## [GIVEN INSTRUCTION]
Copy out, exactly as written, only the line containing "In this exercise you will find the man in" and the lines after it through the end of the records.

[Pointing and labeling entries]
● ● ● ●
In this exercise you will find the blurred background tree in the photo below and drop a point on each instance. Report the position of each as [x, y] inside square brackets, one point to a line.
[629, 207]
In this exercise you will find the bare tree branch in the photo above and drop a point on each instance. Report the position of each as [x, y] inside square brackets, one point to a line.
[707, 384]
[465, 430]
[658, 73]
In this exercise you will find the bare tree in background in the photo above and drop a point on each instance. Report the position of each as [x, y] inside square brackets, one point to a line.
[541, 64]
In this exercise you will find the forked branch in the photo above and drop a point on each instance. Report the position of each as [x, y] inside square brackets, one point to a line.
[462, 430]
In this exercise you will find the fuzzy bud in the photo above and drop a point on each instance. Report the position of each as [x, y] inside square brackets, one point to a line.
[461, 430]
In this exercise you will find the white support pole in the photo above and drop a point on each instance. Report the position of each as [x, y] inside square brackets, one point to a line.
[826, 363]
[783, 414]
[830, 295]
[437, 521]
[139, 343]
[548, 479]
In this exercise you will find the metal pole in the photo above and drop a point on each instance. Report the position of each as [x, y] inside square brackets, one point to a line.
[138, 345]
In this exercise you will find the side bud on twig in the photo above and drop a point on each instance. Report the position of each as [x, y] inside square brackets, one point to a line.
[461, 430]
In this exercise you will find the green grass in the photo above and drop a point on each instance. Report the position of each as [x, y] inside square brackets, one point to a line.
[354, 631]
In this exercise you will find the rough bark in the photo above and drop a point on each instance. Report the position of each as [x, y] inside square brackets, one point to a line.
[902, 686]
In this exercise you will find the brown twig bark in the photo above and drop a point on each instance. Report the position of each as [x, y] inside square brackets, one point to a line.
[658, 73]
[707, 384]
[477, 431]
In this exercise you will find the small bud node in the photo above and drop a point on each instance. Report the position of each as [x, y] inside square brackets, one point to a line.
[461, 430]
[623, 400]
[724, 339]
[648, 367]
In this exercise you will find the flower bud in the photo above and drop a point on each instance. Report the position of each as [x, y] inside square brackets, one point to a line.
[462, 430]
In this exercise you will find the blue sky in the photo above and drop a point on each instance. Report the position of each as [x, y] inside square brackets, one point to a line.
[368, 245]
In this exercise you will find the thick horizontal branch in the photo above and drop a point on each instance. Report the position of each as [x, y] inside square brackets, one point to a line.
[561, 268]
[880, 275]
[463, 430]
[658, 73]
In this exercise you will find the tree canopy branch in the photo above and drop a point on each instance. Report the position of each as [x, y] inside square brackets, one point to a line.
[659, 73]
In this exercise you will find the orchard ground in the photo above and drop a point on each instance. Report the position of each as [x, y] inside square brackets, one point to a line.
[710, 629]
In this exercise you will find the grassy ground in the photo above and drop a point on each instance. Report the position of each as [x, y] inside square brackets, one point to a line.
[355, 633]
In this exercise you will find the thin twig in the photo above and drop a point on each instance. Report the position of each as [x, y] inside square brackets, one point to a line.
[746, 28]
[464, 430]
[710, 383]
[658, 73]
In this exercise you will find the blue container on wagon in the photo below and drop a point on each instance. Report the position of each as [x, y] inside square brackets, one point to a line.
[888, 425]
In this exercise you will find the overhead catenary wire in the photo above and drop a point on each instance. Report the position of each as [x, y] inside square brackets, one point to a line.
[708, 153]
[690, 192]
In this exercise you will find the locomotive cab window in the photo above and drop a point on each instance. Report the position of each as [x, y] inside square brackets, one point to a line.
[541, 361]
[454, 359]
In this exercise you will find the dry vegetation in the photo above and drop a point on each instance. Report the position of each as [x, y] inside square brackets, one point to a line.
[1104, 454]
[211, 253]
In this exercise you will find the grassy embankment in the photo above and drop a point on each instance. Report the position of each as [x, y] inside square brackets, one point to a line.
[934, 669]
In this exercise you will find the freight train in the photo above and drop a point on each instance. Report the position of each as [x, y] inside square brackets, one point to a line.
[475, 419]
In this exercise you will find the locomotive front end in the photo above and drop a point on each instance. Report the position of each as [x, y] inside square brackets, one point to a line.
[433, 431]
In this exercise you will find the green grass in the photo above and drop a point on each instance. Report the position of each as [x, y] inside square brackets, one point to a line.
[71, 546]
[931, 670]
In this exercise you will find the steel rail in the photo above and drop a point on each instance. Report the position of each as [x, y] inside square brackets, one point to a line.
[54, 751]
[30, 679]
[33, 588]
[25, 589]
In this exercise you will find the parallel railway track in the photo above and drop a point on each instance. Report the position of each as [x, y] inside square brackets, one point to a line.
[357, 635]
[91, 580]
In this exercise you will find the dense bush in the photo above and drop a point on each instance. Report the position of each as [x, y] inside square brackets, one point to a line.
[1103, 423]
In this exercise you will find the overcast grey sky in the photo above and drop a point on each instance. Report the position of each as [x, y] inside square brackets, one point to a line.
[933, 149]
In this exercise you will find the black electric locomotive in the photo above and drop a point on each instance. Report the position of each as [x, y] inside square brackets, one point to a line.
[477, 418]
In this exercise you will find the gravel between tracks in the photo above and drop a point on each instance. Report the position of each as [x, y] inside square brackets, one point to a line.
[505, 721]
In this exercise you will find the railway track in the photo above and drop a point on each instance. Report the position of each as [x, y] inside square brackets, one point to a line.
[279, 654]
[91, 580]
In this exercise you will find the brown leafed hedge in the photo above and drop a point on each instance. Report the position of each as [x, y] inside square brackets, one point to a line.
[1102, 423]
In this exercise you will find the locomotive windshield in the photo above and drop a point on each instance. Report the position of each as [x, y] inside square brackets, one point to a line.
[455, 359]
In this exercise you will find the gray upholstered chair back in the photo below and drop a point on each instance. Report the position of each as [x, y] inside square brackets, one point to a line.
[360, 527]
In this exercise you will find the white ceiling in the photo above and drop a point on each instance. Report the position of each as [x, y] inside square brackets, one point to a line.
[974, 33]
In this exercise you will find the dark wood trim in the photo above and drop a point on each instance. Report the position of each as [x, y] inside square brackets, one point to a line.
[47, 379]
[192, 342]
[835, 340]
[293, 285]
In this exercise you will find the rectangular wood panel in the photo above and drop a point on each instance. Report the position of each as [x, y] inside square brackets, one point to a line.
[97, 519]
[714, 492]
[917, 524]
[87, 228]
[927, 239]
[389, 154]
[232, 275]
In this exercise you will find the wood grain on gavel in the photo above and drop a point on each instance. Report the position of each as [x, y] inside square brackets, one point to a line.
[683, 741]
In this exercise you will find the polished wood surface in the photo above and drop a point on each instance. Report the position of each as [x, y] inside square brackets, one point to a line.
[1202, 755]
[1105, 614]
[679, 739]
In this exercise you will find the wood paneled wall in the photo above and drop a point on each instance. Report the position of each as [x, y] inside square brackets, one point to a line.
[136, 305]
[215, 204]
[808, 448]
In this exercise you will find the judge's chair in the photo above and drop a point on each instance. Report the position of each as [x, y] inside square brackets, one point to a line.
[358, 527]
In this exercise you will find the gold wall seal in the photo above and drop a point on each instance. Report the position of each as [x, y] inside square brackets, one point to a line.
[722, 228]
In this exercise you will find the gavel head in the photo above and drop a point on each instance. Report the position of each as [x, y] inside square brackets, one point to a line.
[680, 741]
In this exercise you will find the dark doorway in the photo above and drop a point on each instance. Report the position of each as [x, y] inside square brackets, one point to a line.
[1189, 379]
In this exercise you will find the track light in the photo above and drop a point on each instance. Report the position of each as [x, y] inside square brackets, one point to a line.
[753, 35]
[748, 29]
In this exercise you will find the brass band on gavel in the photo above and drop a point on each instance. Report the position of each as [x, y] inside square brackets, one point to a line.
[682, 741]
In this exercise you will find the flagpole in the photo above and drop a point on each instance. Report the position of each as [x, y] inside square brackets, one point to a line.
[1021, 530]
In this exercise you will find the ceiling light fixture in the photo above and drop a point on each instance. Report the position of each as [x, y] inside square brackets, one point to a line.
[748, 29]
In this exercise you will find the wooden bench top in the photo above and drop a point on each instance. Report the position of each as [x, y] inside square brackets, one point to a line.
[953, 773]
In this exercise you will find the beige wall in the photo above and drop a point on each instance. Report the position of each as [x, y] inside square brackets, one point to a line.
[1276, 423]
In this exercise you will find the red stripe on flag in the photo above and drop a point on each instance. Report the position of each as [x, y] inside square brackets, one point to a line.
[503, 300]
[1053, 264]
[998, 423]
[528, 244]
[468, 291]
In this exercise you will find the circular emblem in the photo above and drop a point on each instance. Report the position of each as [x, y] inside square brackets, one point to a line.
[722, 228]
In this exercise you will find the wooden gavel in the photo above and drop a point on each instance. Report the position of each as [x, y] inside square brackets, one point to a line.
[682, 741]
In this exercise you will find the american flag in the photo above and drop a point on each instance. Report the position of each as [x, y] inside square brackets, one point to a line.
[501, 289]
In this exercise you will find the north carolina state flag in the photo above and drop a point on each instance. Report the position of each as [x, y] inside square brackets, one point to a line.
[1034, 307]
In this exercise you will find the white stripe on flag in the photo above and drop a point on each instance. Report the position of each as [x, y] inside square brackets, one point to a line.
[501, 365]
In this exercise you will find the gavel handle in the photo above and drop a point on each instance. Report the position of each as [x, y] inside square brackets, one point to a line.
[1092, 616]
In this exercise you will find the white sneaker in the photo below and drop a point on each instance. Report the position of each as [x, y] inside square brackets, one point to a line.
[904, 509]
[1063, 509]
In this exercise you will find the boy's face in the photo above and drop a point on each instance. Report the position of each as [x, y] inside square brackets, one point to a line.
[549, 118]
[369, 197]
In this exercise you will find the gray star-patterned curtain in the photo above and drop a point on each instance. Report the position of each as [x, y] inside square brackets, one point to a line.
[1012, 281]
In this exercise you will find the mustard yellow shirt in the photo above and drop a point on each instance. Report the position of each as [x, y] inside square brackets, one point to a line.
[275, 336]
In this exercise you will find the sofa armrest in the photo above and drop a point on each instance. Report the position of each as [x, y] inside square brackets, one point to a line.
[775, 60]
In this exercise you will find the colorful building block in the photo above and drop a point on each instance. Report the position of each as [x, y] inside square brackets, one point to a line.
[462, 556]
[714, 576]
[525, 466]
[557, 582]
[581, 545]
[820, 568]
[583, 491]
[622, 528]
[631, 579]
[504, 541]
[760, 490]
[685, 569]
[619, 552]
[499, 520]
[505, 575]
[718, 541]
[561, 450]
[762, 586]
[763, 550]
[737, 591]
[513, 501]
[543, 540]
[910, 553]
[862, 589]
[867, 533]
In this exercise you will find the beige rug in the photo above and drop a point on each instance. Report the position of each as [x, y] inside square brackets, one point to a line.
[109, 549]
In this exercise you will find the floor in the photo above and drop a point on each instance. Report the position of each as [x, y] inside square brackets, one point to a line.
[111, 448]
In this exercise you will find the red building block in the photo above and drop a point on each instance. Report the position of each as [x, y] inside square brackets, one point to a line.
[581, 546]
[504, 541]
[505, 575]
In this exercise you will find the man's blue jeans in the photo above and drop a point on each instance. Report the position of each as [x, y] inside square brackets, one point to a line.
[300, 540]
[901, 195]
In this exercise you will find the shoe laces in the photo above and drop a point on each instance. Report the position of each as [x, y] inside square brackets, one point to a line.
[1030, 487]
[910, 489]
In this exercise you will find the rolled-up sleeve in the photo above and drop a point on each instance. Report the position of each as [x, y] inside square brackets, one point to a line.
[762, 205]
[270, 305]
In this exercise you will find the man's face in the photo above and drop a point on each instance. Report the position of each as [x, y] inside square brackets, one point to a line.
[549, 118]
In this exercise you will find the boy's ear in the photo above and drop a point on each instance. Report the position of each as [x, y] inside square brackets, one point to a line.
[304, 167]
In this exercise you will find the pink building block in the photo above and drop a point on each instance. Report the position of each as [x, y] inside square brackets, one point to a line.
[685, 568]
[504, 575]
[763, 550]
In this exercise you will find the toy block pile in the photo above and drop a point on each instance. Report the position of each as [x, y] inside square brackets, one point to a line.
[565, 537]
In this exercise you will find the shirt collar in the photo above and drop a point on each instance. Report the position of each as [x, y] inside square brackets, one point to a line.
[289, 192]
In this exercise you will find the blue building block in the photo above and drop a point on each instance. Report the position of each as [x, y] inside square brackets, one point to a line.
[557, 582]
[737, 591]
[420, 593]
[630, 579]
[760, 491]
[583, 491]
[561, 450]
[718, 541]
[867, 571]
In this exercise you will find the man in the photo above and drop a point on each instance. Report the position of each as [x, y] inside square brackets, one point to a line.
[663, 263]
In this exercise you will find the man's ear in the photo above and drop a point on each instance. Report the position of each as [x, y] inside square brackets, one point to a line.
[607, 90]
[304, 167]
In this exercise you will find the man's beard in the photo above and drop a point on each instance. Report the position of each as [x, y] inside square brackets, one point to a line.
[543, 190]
● ● ● ●
## [WRITTEN RESPONSE]
In this exercise you will find the man in the photo above and drop a point on each instance. Report the position of each as [x, y] inside square brackets, one point to a line.
[663, 263]
In this exercise you will find the man's ear in the photo above and drop a point on each instance. Report the position of each as [x, y] inside square brackets, one point to a line.
[607, 90]
[304, 167]
In this exercise you will find the man's beard in the photo above and drop a point on each instance. Report the position of each as [x, y] inside square brackets, one point to a line.
[543, 190]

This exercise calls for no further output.